Start of Block

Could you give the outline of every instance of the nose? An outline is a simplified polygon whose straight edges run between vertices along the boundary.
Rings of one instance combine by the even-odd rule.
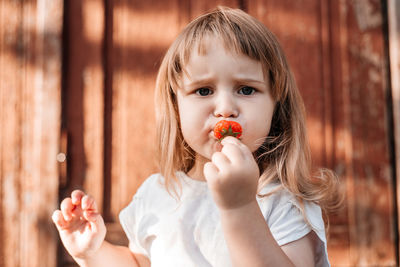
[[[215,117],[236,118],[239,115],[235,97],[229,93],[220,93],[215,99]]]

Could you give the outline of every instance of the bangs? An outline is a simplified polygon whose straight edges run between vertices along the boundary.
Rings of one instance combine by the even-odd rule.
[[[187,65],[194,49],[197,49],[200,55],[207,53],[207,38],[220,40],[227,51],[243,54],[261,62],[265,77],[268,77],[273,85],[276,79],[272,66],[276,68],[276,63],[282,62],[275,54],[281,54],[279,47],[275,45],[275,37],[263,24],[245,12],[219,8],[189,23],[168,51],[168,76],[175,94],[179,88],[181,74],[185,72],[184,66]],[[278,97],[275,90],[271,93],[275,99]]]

End of Block
Start of Block

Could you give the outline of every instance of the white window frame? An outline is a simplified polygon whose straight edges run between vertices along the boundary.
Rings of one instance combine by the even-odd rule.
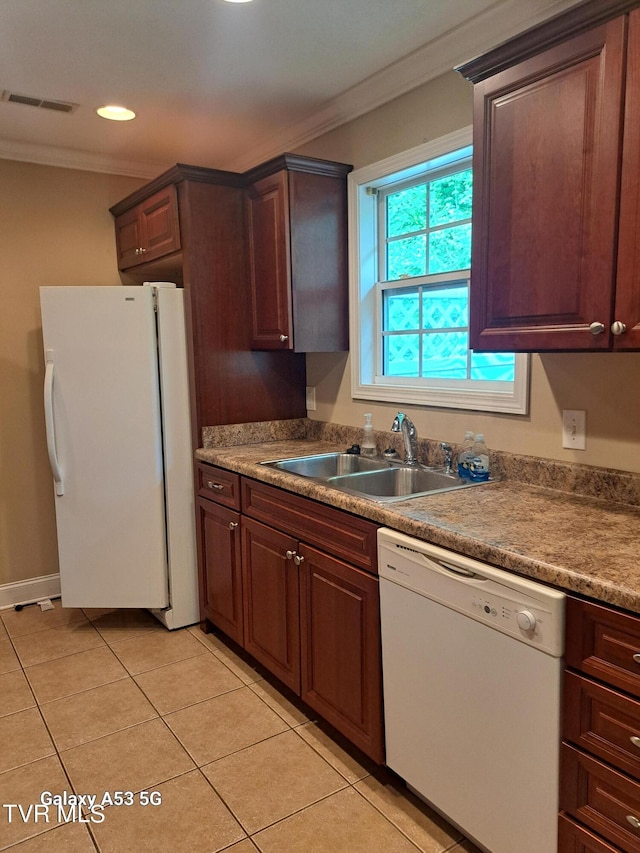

End of Block

### Exercise description
The lines above that hold the word "edges" are the ones to copy.

### Solution to the problem
Could you give the outline of every instance of the nose? An outline is a simplified polygon whose straight edges run between vertices along the boundary.
Could you give the outline of every instance of the bangs? An outline is a simplified polygon whose straight edges run between vertices along the boundary.
Could you give the outline of every instance of the white window frame? An outline is a simplified polygon whose straight edges run between vertices along the boundary.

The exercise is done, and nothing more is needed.